AUFGABEN:
1. Welche Arten von Erkrankungen nennt der Text über die psychische Gesundheit in der Ukraine mit einem Prozentwert? Gib zu jeder den Wert an.
2. Schreibe den Text über die psychische Gesundheit in der Ukraine nach seinem letzten Satz weiter.

ÜBUNGSTEXT:
--
Ukraine: Immer mehr Menschen mit psychischen Erkrankungen

Winnyzja/Berlin, 10. Juni 2025. Bei mehr als der Hälfte der ukrainischen Bevölkerung hat sich infolge des Krieges die psychische Gesundheit deutlich verschlechtert. Der Weltgesundheitsorganisation (WHO) zufolge ist es das größte Gesundheitsproblem in der Ukraine. 46 Prozent der Menschen leiden unter psychischen Problemen, gefolgt von psychischen Störungen (41 Prozent) und neurologischen Erkrankungen (39 Prozent). Ärzte ohne Grenzen behandelt Patient*innen mit dringendem Bedarf an psychologischer Unterstützung in zahlreichen Regionen des Landes. In Winnyzja betreibt die Organisation ein Zentrum, das auf die Behandlung von Menschen spezialisiert ist, die unter traumatischem Stress leiden.
--
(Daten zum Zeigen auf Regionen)
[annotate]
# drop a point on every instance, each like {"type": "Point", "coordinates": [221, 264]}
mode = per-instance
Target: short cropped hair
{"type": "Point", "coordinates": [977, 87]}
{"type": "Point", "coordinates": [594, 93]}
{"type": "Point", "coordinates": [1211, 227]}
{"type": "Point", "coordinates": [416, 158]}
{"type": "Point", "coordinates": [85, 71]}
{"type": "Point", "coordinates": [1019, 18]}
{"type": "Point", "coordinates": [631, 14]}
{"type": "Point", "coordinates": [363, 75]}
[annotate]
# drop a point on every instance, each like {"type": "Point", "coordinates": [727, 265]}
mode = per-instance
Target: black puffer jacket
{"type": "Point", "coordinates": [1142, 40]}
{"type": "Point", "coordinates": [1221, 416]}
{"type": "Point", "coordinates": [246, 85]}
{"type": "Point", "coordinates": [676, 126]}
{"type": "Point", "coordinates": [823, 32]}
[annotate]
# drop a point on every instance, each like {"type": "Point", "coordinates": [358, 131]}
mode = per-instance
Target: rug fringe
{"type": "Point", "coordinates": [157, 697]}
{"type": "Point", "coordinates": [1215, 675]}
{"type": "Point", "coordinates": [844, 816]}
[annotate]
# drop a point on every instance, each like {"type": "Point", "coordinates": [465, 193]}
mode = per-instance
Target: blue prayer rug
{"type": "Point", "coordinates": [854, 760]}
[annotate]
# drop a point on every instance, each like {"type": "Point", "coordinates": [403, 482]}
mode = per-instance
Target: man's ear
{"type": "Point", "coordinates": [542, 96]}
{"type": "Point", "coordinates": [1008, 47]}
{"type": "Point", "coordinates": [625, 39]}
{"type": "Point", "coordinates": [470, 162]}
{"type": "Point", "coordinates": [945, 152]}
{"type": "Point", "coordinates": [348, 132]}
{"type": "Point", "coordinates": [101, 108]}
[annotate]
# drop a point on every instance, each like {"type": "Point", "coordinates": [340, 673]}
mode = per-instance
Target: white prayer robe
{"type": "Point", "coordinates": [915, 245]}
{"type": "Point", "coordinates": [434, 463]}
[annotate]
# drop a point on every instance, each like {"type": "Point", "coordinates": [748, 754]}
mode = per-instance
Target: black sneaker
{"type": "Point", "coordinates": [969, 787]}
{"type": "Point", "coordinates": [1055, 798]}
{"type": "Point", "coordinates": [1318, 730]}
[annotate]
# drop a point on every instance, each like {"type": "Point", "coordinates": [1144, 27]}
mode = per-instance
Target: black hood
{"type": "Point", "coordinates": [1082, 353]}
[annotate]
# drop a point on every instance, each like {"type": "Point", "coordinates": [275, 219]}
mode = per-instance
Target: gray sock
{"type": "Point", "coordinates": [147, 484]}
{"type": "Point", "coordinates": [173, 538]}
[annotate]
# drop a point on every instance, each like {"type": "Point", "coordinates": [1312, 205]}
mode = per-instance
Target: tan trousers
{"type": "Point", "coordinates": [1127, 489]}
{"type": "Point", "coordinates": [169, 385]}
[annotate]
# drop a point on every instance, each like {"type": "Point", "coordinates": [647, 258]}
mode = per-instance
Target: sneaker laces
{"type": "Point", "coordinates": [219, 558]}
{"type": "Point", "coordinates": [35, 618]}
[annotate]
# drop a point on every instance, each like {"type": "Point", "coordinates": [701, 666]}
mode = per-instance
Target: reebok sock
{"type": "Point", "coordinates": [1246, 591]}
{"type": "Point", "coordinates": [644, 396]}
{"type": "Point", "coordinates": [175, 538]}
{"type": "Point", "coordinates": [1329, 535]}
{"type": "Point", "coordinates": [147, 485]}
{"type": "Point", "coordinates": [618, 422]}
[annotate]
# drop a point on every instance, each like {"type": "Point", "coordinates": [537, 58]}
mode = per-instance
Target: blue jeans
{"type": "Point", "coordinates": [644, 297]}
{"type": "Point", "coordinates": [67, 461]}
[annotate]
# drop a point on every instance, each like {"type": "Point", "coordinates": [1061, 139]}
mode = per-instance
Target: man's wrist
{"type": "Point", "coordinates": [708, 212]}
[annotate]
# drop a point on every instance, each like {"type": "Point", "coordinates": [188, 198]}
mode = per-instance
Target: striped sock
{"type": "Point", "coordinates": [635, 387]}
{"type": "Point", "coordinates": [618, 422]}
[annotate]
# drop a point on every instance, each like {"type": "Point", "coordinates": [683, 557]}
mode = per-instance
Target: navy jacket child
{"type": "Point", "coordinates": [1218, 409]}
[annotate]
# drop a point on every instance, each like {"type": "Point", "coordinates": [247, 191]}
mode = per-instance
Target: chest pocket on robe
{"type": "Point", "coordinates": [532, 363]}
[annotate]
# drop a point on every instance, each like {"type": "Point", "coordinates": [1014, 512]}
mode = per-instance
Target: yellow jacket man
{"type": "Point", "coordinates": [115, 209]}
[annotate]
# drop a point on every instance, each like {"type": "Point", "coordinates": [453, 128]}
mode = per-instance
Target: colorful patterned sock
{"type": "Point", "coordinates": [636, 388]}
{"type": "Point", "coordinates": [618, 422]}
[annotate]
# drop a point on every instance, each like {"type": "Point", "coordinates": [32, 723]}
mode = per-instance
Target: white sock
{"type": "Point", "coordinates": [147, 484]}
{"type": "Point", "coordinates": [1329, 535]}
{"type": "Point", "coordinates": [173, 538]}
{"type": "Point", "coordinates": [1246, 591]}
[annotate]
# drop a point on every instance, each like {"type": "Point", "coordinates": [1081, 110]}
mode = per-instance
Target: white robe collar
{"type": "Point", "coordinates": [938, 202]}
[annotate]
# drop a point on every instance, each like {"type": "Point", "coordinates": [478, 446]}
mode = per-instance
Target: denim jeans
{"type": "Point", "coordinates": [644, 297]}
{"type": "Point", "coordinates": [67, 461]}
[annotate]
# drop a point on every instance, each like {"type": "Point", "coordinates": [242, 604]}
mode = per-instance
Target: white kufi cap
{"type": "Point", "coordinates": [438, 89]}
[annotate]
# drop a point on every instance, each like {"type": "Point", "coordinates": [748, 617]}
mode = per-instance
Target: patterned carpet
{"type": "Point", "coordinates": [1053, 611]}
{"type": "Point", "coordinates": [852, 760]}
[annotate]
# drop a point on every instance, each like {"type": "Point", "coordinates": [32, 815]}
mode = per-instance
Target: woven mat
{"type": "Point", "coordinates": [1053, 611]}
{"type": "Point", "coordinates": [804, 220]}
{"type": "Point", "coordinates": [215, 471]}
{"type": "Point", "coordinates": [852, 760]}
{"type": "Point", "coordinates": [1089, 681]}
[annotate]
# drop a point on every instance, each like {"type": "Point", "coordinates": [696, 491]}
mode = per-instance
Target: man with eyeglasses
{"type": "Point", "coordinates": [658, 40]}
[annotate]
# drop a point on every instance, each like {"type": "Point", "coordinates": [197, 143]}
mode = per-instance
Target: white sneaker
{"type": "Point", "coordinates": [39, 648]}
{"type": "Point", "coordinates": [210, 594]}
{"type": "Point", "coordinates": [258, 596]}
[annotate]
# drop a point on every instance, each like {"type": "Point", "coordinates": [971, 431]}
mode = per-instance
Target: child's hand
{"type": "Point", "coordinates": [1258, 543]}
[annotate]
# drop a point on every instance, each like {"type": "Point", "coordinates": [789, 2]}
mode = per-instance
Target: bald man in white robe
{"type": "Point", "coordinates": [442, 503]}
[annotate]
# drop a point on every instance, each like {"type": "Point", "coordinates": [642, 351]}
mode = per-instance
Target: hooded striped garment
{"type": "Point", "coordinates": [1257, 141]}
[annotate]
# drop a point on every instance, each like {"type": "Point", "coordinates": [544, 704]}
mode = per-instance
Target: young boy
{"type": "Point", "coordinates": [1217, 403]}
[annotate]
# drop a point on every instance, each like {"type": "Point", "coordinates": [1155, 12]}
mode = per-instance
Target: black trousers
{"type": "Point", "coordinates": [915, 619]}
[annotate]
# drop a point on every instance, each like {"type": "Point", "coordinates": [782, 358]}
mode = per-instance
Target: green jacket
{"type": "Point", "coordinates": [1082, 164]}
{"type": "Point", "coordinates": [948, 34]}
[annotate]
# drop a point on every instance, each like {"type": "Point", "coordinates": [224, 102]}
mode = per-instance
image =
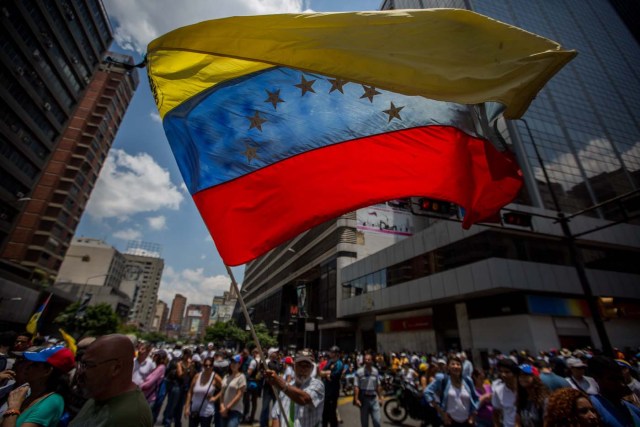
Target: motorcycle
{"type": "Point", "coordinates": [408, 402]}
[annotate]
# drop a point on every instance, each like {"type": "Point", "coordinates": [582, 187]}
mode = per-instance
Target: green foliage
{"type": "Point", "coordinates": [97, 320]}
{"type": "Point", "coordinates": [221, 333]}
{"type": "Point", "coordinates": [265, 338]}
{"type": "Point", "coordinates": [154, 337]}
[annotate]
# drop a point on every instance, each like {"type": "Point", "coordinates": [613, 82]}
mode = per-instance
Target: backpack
--
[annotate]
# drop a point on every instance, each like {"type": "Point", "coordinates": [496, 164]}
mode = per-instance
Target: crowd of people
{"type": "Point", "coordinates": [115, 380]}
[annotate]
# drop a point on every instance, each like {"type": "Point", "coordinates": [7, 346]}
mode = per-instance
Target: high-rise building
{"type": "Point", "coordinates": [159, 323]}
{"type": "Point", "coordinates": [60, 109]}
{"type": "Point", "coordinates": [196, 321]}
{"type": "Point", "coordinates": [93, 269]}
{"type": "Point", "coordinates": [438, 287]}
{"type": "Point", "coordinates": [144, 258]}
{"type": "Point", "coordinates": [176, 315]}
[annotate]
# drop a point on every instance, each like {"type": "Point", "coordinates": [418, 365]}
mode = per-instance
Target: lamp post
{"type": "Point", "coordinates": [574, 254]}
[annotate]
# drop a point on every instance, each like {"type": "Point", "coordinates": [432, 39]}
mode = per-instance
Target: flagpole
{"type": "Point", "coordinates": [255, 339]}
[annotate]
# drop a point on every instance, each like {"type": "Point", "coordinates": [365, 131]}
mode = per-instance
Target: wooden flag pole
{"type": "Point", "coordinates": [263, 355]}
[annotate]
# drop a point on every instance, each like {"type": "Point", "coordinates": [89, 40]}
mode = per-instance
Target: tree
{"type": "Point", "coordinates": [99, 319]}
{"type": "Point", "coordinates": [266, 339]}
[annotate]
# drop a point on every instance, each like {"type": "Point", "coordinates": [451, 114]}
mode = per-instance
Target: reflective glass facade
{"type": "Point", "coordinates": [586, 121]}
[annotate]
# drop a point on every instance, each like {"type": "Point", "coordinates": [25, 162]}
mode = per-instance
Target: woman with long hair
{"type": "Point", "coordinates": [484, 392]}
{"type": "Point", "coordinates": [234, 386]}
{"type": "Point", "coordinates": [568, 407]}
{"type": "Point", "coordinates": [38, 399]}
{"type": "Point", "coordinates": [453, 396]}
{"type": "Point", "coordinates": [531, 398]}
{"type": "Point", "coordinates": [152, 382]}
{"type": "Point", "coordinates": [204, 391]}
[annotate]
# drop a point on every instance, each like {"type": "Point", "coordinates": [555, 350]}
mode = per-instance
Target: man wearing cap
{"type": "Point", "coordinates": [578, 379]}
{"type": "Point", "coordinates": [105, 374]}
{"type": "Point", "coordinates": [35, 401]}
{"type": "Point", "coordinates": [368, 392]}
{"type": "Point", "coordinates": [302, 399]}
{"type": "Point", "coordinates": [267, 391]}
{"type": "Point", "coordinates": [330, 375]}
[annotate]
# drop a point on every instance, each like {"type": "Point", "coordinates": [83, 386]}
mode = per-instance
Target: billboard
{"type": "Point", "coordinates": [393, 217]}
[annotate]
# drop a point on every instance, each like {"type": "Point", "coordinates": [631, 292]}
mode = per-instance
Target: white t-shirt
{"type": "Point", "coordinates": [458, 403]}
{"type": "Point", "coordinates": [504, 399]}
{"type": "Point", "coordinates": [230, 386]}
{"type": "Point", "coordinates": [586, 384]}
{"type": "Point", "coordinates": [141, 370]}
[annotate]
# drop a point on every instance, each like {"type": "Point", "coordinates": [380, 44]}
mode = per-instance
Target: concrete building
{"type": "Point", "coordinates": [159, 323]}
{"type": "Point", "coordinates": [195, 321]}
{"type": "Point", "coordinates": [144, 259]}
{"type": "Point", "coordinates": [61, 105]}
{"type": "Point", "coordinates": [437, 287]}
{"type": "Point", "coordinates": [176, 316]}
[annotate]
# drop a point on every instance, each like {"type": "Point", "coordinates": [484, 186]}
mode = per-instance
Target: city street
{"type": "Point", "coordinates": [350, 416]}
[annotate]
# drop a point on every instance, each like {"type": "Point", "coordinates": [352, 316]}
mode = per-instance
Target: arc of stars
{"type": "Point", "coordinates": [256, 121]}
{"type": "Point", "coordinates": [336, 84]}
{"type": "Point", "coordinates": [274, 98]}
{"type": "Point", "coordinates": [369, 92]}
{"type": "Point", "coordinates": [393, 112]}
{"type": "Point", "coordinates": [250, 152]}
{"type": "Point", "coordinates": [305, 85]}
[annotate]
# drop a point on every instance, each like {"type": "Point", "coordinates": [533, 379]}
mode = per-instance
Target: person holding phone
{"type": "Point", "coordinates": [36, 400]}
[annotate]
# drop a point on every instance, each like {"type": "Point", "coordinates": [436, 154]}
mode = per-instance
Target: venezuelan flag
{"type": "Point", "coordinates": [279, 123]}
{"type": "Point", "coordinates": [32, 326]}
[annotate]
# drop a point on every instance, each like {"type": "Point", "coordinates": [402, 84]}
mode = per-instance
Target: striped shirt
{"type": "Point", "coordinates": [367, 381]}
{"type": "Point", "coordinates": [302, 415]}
--
LÖSUNGEN:
1.
- Psychische Probleme: 46 Prozent
- Psychische Störungen: 41 Prozent
- Neurologische Erkrankungen: 39 Prozent

2.
„Die Zahl der Patient*innen in unserem Zentrum, die wegen posttraumatischer Belastungsstörung (PTBS) behandelt werden, ist von 57 Menschen im Januar 2024 auf 118 Ende April 2025 gestiegen”, beschreibt Christine Mwongera, medizinische Koordinatorin von Ärzte ohne Grenzen, die Lage in dem spezialisierten Zentrum in Winnyzja. „Wir beobachten einen erheblichen Bedarf an psychologischer Unterstützung, vor allem bei Männern.”

Die Organisation konzentriert sich bei der psychologischen und psychosozialen Hilfe in der Ukraine auf Gruppen, die besonders betroffen sind: Menschen, die in der Nähe der Front leben, die vom Kriegsgeschehen direkt betroffen sind, sowie Schwerverletzte und ihre Familienangehörigen. Auch Binnenvertriebene und Menschen, die Angehörige verloren haben, werden unterstützt.

In dem Zentrum für psychische Gesundheit in Winnyzja helfen Ärzt*innen, Psychiater*innen, Psycholog*innen und Gesundheitspfleger*innen Menschen, die infolge des Krieges an PTBS erkrankt sind. Seit Jahresbeginn suchen dort immer mehr Menschen mit psychischen Traumata nach Hilfe. Patient*innen können individuelle Therapieangebote sowie Gruppentherapien in Anspruch nehmen. Doch trotz des gestiegenen Bedarfs zögern vor allem Männer häufig, Hilfsangebote wahrzunehmen. Grund ist die Stigmatisierung psychischer Probleme.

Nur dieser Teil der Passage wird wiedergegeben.